■ **Source text**
-- Opening Marker --

While May might be officially deemed “Mental Health Awareness Month,” that doesn’t mean that mental health and awareness should not also be a priority in the other 11 months of the year. Your overall mental health should be an important thing to focus on 365 days a year.
While a lot of emphasis gets placed on a person’s physical health, people don’t pay nearly much attention to their mental health. However, mental health is just as important as physical health as your mental health can directly impact your physical health. After all, it is your brain that ultimately controls how the rest of your body operates and functions.
4 Pillars of Health
So, how exactly do you not only achieve positive mental health but also maintain it? Well, there are four key pillars of mental health and wellness. There are four pillars of public health, which are physical health, emotional health, cognitive health, and social health. Let’s take a look at each of these pillars of public health and how it affects your overall mental health and wellness.
Pillar 1: Physical Health
Physical health and mental health go hand-in-hand. After all, your brain is the leader of your body, controlling its every move. When we take care of our body and mind, we are keeping our entire system running as it is supposed to be. When we neglect either our mental or physical health, it can have adverse effects on our entire system.
By this point in your life, you already know the keys to physical health. Your diet, exercise routine, and the amount of sleep you get all have a direct effect on not just your physical well-being but also your mental well-being.
Pillar 2: Emotional Health
While often used in the same light as mental health, emotional health is something completely different. Emotional health refers to having an awareness of your feelings and emotions as well as having the ability to manage and express these feelings in an age-appropriate fashion. Emotional health is your ability to recognize and control your emotions.

-- Closing Marker --

■ **Data provided**
-- Opening Marker --

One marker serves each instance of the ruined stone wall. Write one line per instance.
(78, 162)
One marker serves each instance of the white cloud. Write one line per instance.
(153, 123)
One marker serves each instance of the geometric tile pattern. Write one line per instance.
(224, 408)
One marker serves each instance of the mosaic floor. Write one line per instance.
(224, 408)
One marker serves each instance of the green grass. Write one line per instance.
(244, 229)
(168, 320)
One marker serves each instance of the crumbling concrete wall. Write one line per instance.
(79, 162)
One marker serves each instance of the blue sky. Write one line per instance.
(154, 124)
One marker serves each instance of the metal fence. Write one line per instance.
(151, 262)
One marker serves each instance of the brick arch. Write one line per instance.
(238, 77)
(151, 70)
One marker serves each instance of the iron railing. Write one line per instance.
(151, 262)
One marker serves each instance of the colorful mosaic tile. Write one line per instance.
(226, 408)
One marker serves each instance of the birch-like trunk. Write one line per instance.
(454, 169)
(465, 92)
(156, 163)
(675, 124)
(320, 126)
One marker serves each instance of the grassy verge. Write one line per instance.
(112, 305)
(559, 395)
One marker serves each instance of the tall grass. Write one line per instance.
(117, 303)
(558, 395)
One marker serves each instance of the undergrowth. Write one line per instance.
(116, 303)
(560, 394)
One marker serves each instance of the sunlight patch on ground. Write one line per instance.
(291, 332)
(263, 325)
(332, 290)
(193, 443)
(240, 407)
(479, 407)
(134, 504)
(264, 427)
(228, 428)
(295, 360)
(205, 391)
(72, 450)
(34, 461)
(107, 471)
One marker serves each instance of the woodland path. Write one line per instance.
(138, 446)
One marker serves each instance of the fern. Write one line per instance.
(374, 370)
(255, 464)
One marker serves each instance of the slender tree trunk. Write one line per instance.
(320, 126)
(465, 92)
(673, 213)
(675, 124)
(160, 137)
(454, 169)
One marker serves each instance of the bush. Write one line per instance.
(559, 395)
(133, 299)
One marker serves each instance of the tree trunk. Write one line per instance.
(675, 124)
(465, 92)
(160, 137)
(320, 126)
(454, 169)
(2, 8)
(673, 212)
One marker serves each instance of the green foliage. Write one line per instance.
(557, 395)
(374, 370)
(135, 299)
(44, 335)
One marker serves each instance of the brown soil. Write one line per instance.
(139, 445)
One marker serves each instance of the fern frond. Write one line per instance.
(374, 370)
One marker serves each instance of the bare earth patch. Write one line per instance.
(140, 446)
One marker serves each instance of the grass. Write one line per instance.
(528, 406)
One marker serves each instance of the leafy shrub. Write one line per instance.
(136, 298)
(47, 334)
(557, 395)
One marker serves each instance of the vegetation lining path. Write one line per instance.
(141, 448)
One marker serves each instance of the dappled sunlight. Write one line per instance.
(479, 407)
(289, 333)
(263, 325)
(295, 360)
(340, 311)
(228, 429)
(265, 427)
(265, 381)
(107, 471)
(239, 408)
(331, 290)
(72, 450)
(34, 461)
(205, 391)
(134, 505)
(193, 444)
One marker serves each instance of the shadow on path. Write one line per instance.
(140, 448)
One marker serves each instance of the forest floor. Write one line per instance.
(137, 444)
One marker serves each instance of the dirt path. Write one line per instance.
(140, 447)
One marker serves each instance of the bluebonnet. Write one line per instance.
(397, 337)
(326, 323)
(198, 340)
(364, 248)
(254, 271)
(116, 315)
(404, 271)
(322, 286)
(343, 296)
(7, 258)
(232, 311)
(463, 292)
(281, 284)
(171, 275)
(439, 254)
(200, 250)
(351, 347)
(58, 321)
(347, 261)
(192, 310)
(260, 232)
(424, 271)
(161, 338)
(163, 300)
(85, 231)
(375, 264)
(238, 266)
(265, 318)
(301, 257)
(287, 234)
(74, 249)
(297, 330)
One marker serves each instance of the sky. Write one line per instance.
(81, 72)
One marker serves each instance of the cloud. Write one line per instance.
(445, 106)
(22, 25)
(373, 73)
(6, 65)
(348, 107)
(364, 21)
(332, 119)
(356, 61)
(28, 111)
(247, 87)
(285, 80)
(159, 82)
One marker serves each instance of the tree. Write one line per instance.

-- Closing Marker --

■ **Try it**
Duplicate the passage of the mental health article above between "While May might" and "days a year.", inclusive.

■ **Response to the task**
While May might be officially deemed “Mental Health Awareness Month,” that doesn’t mean that mental health and awareness should not also be a priority in the other 11 months of the year. Your overall mental health should be an important thing to focus on 365 days a year.